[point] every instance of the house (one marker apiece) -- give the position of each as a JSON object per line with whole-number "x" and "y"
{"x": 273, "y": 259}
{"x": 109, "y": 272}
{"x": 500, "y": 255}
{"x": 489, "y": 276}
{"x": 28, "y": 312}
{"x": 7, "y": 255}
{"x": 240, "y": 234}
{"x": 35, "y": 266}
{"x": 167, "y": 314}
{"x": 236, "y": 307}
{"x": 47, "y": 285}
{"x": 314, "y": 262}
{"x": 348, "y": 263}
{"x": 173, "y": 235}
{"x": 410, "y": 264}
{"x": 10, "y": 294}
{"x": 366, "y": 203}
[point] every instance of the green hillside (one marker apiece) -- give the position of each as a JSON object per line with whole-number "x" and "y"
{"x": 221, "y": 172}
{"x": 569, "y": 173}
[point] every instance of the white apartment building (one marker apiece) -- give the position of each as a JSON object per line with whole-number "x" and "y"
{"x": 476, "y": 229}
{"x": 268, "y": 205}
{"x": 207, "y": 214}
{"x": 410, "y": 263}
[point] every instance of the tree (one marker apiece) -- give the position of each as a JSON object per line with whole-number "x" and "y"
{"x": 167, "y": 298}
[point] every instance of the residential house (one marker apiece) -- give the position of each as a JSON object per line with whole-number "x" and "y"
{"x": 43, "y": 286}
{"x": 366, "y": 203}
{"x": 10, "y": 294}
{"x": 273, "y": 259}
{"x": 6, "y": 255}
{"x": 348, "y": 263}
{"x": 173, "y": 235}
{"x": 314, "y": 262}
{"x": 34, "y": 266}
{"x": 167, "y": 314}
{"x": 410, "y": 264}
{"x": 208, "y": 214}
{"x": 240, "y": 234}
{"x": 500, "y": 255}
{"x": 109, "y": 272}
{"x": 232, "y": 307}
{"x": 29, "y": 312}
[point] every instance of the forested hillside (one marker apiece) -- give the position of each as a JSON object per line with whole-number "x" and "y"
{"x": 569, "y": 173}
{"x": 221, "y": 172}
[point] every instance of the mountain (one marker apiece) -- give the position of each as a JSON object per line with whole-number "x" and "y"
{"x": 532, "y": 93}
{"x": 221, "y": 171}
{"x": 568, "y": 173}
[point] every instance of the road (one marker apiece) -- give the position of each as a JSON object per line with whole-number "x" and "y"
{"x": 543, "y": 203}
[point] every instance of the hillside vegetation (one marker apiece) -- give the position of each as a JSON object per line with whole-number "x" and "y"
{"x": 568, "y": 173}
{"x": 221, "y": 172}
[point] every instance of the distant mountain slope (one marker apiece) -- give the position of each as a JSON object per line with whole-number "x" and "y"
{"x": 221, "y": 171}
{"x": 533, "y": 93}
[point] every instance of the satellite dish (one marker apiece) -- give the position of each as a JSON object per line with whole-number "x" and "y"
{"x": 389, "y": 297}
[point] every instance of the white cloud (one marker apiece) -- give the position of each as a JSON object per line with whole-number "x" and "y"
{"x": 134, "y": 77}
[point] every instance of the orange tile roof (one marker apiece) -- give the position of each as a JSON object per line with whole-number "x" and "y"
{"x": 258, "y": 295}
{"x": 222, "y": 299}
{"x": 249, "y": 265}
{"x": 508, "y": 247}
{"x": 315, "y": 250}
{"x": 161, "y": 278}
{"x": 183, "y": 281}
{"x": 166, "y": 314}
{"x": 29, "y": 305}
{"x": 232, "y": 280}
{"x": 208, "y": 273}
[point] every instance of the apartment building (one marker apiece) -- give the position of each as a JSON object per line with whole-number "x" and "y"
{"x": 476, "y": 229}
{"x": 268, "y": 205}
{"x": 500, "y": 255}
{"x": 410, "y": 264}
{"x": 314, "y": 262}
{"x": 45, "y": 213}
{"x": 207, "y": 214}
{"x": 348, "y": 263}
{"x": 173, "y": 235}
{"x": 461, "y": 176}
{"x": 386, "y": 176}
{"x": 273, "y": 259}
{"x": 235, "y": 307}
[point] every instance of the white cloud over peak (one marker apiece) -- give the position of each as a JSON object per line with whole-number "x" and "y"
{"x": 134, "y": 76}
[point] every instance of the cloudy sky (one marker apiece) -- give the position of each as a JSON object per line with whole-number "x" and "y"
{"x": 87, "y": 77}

⁂

EXERCISE TASK: Please extract exactly, and only, the lines from the line containing "[point] every instance of the satellite" through the last line of the records.

EXERCISE RESPONSE:
[point] every instance of the satellite dish (one marker apiece) -- give the position of each as a JSON object per line with whole-number "x" and "y"
{"x": 389, "y": 297}
[point] every instance of the white cloud (one marker apiece) -- give the position of each as a JSON object per line with whole-number "x" and "y"
{"x": 134, "y": 77}
[point] every instance of the orange tile roof (one marker apiece) -- give the position of each as a JSON object per line with whole-number "x" and "y"
{"x": 258, "y": 295}
{"x": 222, "y": 299}
{"x": 249, "y": 265}
{"x": 508, "y": 247}
{"x": 315, "y": 250}
{"x": 161, "y": 278}
{"x": 183, "y": 281}
{"x": 166, "y": 314}
{"x": 29, "y": 305}
{"x": 232, "y": 280}
{"x": 208, "y": 273}
[point] every instance of the apartment building (one marker apiece) -- give the position of each as a JSON object per line with whole-number "x" and "y"
{"x": 476, "y": 229}
{"x": 268, "y": 205}
{"x": 500, "y": 255}
{"x": 410, "y": 264}
{"x": 314, "y": 262}
{"x": 45, "y": 213}
{"x": 207, "y": 214}
{"x": 348, "y": 263}
{"x": 173, "y": 235}
{"x": 461, "y": 176}
{"x": 386, "y": 176}
{"x": 273, "y": 259}
{"x": 235, "y": 307}
[point] every instance of the white cloud over peak (one marker apiece) -- give the position of each as a JSON object per line with whole-number "x" and "y"
{"x": 134, "y": 76}
[point] every instance of the cloudy sky (one marker apiece) -- give the position of each as a JSON object per line with whole-number "x" and "y"
{"x": 87, "y": 77}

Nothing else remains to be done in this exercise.